● **DATA FOR REVIEW**:
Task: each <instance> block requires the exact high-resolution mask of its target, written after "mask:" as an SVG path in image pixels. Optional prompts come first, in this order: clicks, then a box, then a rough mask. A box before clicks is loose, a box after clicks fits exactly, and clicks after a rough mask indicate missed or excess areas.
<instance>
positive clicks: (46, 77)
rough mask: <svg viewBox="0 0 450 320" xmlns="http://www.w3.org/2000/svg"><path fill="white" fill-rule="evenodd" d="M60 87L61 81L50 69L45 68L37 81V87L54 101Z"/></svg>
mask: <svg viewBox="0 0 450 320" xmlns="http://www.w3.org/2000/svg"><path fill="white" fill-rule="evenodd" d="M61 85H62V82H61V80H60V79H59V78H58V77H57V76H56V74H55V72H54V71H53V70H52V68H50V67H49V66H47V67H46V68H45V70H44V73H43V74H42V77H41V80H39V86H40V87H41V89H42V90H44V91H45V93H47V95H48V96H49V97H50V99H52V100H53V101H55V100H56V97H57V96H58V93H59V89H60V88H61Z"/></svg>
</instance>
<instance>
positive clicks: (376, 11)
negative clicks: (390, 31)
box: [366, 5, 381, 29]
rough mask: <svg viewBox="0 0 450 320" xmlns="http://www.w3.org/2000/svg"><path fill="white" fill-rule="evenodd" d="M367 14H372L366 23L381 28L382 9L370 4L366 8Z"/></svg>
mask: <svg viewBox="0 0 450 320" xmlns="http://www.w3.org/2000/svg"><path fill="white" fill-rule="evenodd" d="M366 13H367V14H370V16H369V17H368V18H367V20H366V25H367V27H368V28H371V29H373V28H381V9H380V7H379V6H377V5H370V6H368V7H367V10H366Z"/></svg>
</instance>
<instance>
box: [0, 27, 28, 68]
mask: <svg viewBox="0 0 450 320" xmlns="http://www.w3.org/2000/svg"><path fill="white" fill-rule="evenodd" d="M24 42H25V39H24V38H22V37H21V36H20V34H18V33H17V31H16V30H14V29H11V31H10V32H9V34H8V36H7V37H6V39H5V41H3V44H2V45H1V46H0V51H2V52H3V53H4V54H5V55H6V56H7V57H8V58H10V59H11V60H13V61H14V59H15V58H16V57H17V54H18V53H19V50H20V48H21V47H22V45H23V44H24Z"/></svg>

● **PROBLEM DESCRIPTION**: Out of the records above, pull the lines that include the word "positive".

● **TASK RESPONSE**:
positive clicks: (46, 77)
positive clicks: (376, 11)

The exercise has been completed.